Please pull out every one of the entries below and reproduce each of their lines unchanged.
═══ Dataset rows ═══
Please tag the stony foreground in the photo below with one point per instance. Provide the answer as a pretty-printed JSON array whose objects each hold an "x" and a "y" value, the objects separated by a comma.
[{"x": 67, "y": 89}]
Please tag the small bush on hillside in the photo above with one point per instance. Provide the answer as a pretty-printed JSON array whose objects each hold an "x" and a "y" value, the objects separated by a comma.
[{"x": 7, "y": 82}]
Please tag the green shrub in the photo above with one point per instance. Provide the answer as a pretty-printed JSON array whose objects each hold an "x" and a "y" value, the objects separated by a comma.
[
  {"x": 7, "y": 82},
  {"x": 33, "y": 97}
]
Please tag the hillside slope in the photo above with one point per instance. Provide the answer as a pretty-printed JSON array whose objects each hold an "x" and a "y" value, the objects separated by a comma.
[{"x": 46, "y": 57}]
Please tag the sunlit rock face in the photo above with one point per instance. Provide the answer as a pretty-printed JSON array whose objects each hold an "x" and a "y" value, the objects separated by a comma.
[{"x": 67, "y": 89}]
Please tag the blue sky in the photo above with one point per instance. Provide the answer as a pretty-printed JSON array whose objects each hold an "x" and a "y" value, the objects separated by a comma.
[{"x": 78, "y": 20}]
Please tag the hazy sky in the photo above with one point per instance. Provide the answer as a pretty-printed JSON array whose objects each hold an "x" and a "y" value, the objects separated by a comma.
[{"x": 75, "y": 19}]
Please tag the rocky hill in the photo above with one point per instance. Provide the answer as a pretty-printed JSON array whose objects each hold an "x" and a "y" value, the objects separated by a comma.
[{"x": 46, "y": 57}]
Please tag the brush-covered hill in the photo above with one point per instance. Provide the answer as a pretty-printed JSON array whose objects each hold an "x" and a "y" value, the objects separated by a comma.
═══
◆ **Correct output**
Please tag the stony foreground in the photo below with one point per instance. Provide the answer as a pretty-printed JSON array whose objects each hold an "x" and a "y" value, the objects separated by a comma.
[{"x": 67, "y": 89}]
Please tag the small bush on hillside in the photo above with one point per instance. Provide the answer as a pretty-printed JSON array whose objects each hold an "x" and a "y" value, the objects separated by a comma.
[{"x": 7, "y": 82}]
Please tag the green shrub in the photo above with one point per instance. Provide the answer as a pretty-printed JSON array whose objects each hold an "x" and a "y" value, the objects separated by a comma.
[
  {"x": 7, "y": 82},
  {"x": 33, "y": 97}
]
Please tag the hillside slope in the photo above with one point per instance. Provide the answer as a pretty-printed JSON array whose objects each hold an "x" and a "y" value, the objects separated by a comma.
[{"x": 46, "y": 57}]
Please tag the sunlit rock face in the photo above with one point per instance. Provide the answer as a pretty-printed JSON array whose objects each hold an "x" and a "y" value, the objects separated by a comma.
[{"x": 67, "y": 89}]
Please tag the blue sky in the photo above with one point per instance. Provide the answer as a pretty-printed JSON array whose objects each hold an "x" and a "y" value, the objects separated by a comma.
[{"x": 78, "y": 20}]
Please tag the hazy sky in the photo above with one point per instance. Provide the answer as a pretty-printed JSON array whose objects each hold an "x" and a "y" value, the objects separated by a comma.
[{"x": 75, "y": 19}]
Please tag the rocky hill in the photo above with one point per instance. Provide the answer as a pretty-printed JSON array whose objects each hold an "x" and a "y" value, the objects separated by a comma.
[{"x": 46, "y": 57}]
Please tag the brush-covered hill in the photo above with one point per instance. Provide the answer as a pretty-printed JSON array whose objects each hold an "x" and a "y" value, the objects separated by a comma.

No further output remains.